The Kelley House has two postcards with photographs of the now gone Southside Hotel in Albion. Until recently, that’s about all we had to remember the once popular complex of buildings that Bob Kerr and Joe Rushing started in 1903. 

The Southside Hotel on the south side of the Albion River in 1904, with its dance hall under construction behind it. (Kelley House Museum Photo Archives)

The hotel was located on the Coast Road near the draw bridge which once carried traffic over the Albion River, and incorporated for its dining room and kitchen an existing building once occupied by Jon Newgard’s old store.The main part of the hotel, however, was entirely new. Two stories high and 40 x 80 feet in size, it was lighted by electricity and up-to-date in every way. 

It was an immediate hit, and by the end of its first year, there were about 50 boarders occupying the hotel. A Beacon correspondent quipped, “The South Side Hotel is doing a ‘Rushing’ business and they know how to take ‘Kerr’ of their guests.” 

Kerr & Rushing then acquired the Albion Lumber Company’s feed stable “where we will always be found ready to care for all stock entrusted to us in first-class style.” Maps of 1909 show many wagon sheds and hay storage buildings just north of the hotel.

The Southside was a lively and well-connected hostelry. In addition to accommodating horses, the hotel was convenient to the stages going up and down the Coast Road (practically at their threshold), or sea travel aboard the “Pomo,” which steamed regularly up from San Francisco to Albion’s long and commodious wharf.

Building on their success, the two men hired Peter Carlson in 1904 to design and build a dance hall. With this addition to their business complex, the Southside became a hub for Albion’s social life, hosting well-attended dances and celebrations that started one day and ended at dawn the next. 

Then in 1905, the two-year partnership was over, with Joe Rushing “retiring” and Bob Kerr continuing the management as sole proprietor. One month later, an ominous newspaper report stated that Rushing had unsuccessfully tried to buy out Kerr, but then purchased the Windsor Hotel in Fort Bragg instead, much to the relief of Bob Kerr’s friends. At this point, Bob’s brother James entered the picture and advertisements and notices from then on refer to “The Kerr Bros.” operating the Southside. 

Together, Bob and James continued to make improvements, adding two bathtubs to the barber shop and purchasing a pianoette to grace the hotel lobby with lovely music while people played card games and enjoyed drinks served up by mixologist Davy Crockett behind the bar.

Unfortunately, Bob died in 1910 after an operation in San Francisco at the age of 59, but James continued at the Southside until he sold out and moved away. We don’t know exactly when the hotel shut down, but events and marriages were celebrated there until at least 1928.

◆ **Actions to take**:
1. In the Southside Hotel history, whom did the two partners hire in 1904 to design and build a dance hall?
2. Transcribe everything in the Southside Hotel history from "The hotel was located" down to "in every way.".

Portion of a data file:
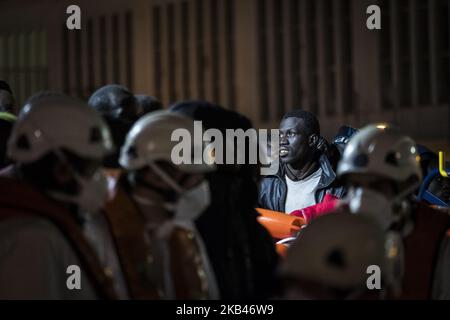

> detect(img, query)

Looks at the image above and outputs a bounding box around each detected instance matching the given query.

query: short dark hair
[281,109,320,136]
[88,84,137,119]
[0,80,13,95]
--
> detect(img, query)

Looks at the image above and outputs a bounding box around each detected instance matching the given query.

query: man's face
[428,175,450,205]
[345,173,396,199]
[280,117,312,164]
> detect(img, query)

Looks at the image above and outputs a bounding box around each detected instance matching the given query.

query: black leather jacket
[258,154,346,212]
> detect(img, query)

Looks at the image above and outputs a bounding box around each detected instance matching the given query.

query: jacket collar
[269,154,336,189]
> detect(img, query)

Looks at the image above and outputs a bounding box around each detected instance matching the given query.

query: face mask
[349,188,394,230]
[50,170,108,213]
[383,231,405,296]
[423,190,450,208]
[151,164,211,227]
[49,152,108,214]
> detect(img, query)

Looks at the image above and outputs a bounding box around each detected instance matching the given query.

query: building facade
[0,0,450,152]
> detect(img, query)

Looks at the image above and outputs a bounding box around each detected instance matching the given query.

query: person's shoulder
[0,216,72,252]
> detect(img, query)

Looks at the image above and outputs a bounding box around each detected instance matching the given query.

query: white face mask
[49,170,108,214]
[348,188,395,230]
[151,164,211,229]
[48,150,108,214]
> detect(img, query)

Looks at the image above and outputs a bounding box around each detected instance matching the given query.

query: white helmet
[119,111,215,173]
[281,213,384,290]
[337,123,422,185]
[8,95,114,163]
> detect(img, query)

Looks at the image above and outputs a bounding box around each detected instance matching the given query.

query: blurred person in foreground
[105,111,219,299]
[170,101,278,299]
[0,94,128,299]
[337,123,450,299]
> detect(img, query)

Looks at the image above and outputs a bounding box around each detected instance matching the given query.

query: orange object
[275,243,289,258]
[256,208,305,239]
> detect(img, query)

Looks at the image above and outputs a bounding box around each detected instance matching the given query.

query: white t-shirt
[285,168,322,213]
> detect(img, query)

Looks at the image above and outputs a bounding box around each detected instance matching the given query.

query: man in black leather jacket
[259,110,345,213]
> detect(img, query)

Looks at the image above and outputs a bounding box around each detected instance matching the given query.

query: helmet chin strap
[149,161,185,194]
* * *
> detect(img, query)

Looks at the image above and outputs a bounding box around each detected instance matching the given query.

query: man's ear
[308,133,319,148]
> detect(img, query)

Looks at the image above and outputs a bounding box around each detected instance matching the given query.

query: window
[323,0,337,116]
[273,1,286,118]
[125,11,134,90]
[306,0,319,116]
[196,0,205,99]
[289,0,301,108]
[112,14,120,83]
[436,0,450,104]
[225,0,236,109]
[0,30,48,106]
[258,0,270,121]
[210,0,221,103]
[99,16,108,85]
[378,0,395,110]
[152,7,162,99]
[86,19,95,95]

◆ **Answers provided**:
1. Peter Carlson

2.
The hotel was located on the Coast Road near the draw bridge which once carried traffic over the Albion River, and incorporated for its dining room and kitchen an existing building once occupied by Jon Newgard’s old store.The main part of the hotel, however, was entirely new. Two stories high and 40 x 80 feet in size, it was lighted by electricity and up-to-date in every way.